Problem to work on:
Search the records for the word "hind" and report each line that has it.

Referring expression data:
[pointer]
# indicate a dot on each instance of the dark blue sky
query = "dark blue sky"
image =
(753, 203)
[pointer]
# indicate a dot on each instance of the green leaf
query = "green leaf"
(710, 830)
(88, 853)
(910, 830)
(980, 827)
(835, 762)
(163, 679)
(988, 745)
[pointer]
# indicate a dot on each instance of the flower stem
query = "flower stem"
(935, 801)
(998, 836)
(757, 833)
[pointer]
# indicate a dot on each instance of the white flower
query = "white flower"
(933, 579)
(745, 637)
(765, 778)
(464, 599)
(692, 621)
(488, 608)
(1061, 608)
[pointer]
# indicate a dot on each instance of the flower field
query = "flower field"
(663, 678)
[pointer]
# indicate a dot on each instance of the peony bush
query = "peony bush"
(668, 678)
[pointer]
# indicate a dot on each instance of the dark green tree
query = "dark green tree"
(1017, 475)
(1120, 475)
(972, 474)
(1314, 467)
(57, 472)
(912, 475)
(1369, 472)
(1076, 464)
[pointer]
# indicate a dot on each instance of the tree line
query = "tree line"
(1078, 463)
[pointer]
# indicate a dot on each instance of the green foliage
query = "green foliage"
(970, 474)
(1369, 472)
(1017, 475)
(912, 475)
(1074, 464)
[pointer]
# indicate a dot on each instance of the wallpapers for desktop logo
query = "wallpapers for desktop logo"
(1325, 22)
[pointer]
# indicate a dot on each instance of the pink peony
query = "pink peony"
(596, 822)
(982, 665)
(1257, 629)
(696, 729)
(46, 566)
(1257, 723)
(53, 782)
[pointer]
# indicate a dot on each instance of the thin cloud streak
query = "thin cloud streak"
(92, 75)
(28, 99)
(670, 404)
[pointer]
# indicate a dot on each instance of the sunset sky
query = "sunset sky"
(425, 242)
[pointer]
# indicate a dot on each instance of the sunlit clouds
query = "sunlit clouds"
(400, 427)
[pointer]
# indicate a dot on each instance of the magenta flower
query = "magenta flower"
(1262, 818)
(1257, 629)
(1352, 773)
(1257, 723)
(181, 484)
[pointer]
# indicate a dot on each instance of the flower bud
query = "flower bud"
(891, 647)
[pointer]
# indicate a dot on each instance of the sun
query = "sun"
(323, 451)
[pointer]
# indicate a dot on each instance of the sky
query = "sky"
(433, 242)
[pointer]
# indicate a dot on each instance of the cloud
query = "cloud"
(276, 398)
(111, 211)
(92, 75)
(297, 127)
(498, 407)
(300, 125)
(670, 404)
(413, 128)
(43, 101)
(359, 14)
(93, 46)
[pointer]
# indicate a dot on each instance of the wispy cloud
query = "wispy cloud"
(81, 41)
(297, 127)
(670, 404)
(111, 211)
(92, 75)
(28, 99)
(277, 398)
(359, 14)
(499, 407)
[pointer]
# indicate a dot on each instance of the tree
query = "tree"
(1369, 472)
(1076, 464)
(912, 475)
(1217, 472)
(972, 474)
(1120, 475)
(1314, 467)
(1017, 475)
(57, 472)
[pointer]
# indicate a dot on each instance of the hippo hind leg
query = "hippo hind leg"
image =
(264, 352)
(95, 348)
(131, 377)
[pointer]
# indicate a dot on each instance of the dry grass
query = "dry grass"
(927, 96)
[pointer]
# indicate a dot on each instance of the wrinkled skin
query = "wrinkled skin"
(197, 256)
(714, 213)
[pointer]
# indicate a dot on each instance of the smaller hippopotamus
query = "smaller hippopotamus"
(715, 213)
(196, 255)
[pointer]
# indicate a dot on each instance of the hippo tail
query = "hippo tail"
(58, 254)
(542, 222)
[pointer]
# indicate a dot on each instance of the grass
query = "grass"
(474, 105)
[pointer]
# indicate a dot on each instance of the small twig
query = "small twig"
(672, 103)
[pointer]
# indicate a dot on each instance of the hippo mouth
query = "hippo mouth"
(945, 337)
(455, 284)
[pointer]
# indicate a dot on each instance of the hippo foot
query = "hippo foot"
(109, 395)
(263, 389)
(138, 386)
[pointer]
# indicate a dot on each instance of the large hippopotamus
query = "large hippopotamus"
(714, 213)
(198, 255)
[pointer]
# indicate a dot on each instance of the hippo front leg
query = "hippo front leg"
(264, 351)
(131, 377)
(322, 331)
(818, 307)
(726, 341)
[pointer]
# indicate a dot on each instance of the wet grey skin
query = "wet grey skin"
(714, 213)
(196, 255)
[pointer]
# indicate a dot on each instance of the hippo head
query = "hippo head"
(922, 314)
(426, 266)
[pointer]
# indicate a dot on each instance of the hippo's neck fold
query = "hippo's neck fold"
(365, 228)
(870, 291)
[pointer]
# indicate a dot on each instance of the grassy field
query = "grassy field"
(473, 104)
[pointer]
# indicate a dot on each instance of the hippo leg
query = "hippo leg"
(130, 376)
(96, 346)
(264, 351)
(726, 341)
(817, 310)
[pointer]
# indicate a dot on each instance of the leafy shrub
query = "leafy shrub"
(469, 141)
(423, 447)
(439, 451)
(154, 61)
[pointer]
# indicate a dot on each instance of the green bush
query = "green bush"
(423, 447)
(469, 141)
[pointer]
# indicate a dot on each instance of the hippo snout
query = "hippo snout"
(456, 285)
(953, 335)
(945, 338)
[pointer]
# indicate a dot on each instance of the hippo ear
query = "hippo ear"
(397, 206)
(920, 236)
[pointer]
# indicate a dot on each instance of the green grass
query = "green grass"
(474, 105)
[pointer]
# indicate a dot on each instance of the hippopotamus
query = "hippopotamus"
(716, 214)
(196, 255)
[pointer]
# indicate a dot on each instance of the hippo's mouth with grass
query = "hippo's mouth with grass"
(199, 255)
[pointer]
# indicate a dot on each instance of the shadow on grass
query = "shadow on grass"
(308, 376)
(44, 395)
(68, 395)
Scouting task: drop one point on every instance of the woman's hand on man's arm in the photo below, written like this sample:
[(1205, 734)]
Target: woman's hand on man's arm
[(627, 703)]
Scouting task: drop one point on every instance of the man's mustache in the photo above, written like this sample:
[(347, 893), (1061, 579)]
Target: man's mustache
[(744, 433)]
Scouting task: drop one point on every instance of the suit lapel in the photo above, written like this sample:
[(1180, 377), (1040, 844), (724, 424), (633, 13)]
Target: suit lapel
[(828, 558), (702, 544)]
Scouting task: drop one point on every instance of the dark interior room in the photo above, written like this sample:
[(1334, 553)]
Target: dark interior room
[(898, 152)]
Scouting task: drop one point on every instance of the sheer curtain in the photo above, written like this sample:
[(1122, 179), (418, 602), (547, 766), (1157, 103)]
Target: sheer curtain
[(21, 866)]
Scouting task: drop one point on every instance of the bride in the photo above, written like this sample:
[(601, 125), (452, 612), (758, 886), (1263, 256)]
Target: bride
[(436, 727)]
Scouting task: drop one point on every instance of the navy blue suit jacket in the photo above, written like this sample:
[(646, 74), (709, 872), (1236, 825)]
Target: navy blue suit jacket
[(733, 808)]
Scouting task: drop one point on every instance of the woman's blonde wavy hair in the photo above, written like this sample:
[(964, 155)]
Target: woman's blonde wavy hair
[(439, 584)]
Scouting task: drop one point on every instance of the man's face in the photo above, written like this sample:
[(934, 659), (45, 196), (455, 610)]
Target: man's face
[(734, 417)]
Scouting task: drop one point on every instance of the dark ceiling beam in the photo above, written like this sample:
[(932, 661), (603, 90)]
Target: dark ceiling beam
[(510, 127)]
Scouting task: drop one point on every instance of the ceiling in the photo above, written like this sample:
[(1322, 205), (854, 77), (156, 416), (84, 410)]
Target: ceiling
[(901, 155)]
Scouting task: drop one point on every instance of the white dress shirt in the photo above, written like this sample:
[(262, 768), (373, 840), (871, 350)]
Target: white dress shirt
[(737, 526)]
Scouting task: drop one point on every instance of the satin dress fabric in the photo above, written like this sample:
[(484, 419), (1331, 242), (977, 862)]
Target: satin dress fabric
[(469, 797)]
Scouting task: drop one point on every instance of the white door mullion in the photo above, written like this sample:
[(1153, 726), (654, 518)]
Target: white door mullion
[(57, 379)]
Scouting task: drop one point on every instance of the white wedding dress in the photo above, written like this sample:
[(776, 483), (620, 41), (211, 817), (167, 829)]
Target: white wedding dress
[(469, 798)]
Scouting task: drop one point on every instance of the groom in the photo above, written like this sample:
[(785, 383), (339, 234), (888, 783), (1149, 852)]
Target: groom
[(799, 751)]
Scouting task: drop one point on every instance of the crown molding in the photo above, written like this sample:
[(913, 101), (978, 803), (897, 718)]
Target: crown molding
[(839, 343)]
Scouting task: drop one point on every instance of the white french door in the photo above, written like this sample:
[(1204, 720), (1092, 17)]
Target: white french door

Finished task:
# indicate a dot on each instance of the hippo hind leg
query = "hippo hind leg"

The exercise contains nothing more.